=== Data for this exercise ===
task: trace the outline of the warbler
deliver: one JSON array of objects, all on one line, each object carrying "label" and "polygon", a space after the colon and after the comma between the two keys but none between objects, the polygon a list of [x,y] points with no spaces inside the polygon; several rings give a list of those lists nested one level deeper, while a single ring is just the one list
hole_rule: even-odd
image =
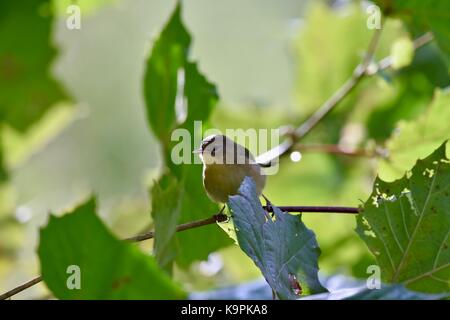
[{"label": "warbler", "polygon": [[266,184],[262,167],[267,165],[257,163],[244,146],[225,135],[211,135],[203,139],[194,153],[203,162],[203,186],[214,202],[226,203],[229,196],[238,194],[246,176],[255,182],[258,196],[262,195]]}]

=== Your task ===
Excluding every picture, write out each record word for word.

=== Response to this exercise ===
task: trace the outline of the warbler
deliver: one JSON array of objects, all on one line, each object carrying "label" and "polygon", a space after the colon and after the comma between the two keys but none between objects, the polygon a list of [x,y] points with no spaces inside the polygon; several rings give a list of those lists nested one level deeper, while a single ring is just the one list
hole_rule: even-odd
image =
[{"label": "warbler", "polygon": [[266,184],[262,167],[267,165],[257,163],[244,146],[225,135],[211,135],[203,139],[194,153],[203,162],[203,186],[214,202],[226,203],[229,196],[238,194],[246,176],[255,182],[258,196],[262,195]]}]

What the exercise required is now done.